§ Given task: Name every person identified by name in the article below about a missing 5-year-old girl.

§ Quoted passage:
So, did you know there’s a 5-year-old girl missing in America? Did you know she’s been missing for three weeks? If you didn’t, don’t feel bad because it’s not your fault. You see, 5-year-old Jhessye Shockley is Black; and, as expected, there’s very little media coverage of her disappearance. Yes I know you’re probably tired of people like me throwing out these race cards. But the reality remains: female Black bodies just aren’t valued in the mainstream media. Hell, there have been many cases in as much as recent years to support this.
However, it was not always this way in America. Once upon a time, if a Black woman or a Black child who happens to be female went missing, finding them was a top priority. However, thanks to the Emancipation Proclamation, the value of Black female bodies has plummeted. No seriously, think about this for a second: can you imagine slave owners turning a blind eye when there most precious commodity — Black women of child-bearing age — disappeared all of a sudden?
This from the New York Times:
The disappearance of 5-year-old Jhessye Shockley from this Phoenix suburb on Oct. 11 has, in some ways, stuck to the script of what occurs coast to coast when children cannot be found. But the case of Jhessye, whose name is pronounced Jessie (and is spelled “Jahessye” by the Glendale police), has its own troubling elements
Relatives of Jhessye, a black girl who has been missing for more than two weeks, have criticized the news media for not giving the case the same national attention that they say is given to white children who have disappeared. But the considerable local media scrutiny on the missing child has angered the family as well, with some of the suspicion for Jhessye’s disappearance directed at her mother, Jerice Hunter.
Before Jhessye’s birth, Ms. Hunter pleaded no contest in California to abusing her other children. She served three and a half years in state prison, during which time Jhessye, who was born before the sentence began, and the other children lived with relatives.
It was Shirley Johnson, Ms. Hunter’s mother, who reported that abuse to the authorities, although she is now convinced that her daughter turned her life around and was taking good care of the children.

§ Supplied entries:
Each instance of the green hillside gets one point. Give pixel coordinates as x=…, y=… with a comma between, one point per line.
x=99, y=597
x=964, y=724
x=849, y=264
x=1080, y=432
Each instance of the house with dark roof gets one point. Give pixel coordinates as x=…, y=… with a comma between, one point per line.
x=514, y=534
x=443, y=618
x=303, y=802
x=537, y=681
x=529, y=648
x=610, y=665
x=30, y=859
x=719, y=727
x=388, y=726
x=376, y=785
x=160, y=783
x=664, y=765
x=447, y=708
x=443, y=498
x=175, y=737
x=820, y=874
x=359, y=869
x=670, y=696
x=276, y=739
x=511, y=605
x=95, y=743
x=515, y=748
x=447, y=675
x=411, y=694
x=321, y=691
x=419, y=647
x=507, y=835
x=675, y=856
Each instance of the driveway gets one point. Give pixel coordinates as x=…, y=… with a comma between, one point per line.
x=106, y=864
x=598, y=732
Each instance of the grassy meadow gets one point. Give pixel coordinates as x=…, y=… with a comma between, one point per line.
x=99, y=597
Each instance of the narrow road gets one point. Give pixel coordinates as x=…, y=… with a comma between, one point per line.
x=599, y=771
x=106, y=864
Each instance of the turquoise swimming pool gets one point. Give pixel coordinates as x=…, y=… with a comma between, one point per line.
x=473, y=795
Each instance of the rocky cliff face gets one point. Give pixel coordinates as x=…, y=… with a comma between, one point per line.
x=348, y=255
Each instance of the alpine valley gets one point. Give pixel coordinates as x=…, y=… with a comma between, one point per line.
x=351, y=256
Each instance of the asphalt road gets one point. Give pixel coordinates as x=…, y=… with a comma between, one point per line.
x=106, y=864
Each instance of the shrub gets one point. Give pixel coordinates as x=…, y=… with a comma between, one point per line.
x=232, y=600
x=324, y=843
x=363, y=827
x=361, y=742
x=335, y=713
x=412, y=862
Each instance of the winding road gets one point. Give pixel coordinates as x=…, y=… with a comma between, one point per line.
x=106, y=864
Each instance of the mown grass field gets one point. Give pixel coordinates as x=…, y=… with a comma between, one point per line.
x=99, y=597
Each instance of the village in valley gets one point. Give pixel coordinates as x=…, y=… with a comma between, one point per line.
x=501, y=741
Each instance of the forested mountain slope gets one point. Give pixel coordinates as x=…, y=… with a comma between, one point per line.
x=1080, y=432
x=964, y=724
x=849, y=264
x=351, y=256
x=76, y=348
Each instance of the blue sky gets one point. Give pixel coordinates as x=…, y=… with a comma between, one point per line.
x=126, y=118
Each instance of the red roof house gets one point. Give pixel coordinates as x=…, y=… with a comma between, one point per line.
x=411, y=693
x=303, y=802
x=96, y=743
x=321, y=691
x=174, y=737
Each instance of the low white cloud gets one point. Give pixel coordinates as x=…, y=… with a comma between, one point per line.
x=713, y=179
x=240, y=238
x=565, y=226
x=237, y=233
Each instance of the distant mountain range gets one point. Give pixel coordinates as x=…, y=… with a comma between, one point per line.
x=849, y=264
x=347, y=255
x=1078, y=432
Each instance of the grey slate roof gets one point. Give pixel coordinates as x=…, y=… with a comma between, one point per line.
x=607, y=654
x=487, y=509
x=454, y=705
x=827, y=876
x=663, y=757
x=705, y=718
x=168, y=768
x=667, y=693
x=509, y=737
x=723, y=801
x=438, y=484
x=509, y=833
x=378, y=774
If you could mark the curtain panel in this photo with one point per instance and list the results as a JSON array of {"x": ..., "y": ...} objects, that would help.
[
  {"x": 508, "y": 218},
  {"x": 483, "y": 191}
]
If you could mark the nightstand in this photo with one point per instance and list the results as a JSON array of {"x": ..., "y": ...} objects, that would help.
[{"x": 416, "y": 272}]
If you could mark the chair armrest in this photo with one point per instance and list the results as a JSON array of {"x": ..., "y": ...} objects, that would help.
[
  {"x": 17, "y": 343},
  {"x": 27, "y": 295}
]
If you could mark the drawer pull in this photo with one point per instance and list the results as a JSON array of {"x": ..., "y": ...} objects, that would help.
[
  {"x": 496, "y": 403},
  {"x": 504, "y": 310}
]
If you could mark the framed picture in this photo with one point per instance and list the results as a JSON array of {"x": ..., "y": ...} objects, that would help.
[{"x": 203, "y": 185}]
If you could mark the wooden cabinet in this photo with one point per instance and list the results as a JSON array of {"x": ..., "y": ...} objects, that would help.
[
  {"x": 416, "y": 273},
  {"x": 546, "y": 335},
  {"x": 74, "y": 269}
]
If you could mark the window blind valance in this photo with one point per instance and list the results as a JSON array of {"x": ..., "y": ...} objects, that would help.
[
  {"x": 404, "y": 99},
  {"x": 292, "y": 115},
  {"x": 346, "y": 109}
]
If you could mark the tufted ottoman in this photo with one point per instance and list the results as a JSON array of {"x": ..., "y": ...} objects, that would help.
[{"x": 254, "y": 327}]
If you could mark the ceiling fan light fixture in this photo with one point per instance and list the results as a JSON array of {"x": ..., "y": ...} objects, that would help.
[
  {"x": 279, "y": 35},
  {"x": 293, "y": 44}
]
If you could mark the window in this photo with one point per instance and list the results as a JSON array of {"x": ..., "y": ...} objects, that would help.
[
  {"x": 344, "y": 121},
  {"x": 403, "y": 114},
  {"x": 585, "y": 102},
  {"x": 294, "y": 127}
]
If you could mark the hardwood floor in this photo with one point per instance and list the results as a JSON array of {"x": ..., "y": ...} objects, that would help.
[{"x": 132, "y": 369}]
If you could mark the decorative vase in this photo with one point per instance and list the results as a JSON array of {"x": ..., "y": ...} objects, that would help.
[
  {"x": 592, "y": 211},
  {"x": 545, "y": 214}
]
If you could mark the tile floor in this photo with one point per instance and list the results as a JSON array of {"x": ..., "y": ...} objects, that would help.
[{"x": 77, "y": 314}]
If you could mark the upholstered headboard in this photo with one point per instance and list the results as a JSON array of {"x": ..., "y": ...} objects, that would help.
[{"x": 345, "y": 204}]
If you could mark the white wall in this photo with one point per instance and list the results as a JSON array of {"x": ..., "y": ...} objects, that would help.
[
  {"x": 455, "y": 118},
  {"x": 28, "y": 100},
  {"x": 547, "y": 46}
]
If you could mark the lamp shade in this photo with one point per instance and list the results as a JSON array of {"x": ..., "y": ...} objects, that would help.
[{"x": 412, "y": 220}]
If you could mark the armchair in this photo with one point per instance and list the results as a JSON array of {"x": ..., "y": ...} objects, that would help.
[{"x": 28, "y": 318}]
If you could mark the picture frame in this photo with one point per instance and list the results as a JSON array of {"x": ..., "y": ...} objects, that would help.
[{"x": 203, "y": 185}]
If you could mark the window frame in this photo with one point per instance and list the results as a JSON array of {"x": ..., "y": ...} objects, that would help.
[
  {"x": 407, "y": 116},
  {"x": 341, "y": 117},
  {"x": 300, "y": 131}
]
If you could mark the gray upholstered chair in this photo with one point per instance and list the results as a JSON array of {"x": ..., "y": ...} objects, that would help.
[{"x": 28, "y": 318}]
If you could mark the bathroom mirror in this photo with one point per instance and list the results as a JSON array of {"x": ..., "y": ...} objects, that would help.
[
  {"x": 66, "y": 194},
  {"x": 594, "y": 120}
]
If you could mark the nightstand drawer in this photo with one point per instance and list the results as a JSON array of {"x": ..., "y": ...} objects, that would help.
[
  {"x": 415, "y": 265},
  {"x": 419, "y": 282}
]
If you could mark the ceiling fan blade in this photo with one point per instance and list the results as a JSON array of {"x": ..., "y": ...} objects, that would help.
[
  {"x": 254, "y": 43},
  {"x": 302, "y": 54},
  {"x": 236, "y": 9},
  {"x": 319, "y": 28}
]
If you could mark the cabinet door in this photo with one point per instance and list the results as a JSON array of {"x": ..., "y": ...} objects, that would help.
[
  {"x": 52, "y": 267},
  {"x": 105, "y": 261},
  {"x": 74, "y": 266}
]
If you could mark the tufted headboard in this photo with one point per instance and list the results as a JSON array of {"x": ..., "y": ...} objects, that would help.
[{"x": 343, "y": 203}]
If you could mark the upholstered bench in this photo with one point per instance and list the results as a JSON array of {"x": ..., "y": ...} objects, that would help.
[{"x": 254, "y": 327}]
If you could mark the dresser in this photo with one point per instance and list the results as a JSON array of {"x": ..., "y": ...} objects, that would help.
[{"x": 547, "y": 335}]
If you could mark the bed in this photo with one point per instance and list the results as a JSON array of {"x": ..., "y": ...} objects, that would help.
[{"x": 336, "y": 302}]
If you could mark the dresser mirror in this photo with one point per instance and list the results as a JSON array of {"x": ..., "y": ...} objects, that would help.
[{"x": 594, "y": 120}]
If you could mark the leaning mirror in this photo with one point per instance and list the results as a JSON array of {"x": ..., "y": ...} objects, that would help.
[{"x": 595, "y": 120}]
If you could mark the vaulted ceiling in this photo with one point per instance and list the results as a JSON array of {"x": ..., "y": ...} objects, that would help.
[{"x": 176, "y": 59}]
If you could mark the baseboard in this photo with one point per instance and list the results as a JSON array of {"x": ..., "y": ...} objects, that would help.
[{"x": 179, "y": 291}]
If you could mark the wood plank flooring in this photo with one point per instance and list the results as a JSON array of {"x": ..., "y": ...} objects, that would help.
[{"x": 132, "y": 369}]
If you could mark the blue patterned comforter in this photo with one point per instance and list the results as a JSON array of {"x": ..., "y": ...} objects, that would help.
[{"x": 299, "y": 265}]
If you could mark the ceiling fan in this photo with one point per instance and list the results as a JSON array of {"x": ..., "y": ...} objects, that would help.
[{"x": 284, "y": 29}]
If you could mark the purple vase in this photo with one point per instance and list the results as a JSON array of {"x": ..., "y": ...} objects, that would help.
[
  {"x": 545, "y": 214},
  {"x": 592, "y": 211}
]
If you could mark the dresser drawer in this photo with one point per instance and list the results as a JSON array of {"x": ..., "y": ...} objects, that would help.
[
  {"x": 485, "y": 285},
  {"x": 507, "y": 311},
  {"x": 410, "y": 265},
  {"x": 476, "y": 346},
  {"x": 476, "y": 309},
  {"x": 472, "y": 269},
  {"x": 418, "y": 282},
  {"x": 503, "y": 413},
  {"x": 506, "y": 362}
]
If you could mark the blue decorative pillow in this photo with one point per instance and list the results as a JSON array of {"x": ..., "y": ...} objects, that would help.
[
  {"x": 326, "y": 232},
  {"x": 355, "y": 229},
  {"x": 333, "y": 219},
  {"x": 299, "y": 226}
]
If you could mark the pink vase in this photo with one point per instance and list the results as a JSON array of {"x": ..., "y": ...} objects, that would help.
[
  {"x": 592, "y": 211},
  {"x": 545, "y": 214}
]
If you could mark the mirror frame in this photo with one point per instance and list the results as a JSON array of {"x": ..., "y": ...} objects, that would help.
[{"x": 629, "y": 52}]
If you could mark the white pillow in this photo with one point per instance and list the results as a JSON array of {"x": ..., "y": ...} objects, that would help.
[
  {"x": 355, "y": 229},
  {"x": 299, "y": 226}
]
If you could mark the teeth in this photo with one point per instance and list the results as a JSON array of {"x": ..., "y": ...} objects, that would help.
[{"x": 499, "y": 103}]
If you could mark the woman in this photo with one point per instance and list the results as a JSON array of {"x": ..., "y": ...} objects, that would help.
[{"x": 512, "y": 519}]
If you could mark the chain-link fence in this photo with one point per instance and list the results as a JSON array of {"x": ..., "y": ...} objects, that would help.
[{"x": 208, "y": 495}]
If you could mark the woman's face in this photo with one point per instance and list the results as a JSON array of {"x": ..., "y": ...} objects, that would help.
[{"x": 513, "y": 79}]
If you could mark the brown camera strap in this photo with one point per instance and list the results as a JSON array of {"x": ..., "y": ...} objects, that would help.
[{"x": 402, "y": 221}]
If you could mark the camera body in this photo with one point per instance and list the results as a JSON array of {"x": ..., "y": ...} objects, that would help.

§ Output of the task:
Jhessye Shockley
Jerice Hunter
Shirley Johnson